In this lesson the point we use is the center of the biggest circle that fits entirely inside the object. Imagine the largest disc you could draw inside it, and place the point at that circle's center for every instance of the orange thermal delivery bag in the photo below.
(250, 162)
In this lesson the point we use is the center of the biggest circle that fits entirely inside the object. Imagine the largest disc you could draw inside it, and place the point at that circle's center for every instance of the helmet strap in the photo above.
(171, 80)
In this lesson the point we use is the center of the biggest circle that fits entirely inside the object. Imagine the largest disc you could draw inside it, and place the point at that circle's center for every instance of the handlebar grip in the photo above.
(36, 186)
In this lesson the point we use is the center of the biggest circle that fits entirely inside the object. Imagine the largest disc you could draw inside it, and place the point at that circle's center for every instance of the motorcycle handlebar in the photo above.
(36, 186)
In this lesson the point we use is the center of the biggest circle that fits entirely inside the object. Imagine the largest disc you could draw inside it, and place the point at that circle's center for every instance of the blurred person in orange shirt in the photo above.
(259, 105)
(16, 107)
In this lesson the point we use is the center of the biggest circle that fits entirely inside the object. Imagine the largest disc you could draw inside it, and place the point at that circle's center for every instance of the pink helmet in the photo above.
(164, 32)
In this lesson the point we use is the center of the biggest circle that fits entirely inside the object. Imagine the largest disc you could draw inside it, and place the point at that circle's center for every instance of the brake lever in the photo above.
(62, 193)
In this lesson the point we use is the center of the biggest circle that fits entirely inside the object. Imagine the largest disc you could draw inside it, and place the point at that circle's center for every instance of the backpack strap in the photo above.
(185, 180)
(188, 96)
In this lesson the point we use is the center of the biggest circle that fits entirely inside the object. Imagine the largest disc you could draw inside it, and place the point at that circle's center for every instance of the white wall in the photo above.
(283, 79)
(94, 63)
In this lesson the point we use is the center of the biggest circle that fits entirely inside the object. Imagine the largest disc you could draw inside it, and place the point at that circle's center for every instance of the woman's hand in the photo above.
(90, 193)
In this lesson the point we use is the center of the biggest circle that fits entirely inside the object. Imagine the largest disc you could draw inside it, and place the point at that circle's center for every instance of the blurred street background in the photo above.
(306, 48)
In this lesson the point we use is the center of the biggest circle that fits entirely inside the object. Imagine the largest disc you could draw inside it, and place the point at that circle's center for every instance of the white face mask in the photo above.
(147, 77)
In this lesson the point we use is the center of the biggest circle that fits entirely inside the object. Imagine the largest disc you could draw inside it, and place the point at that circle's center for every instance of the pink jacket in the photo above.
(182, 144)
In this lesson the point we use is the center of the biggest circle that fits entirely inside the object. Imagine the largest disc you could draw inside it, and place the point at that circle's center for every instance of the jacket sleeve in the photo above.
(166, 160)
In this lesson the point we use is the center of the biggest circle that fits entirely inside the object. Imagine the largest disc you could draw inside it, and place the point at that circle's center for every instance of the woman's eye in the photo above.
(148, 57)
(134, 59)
□ □ □ □ □
# WHAT THIS TASK INVOLVES
Rewrite every line from the one containing "sleeve in the photo above." through the end of the material, requests included, and nothing else. Multiply each coordinate in the answers by 1.85 and round to the nearest whole number, with halves rounded up.

# RESULT OF THIS EXERCISE
In this lesson the point we use is the center of the biggest circle that fits entirely inside the object. Imagine the largest disc you could draw inside it, and place the point at that circle's center for every instance of the jacket sleeve in the photo above.
(307, 296)
In this lesson the point we use is the center of the biggest circle that fits entirely inside the object. Imagine the largest disc you could draw inside it, and place the point at that circle's center for every instance of the woman's eye in the photo above.
(274, 105)
(248, 109)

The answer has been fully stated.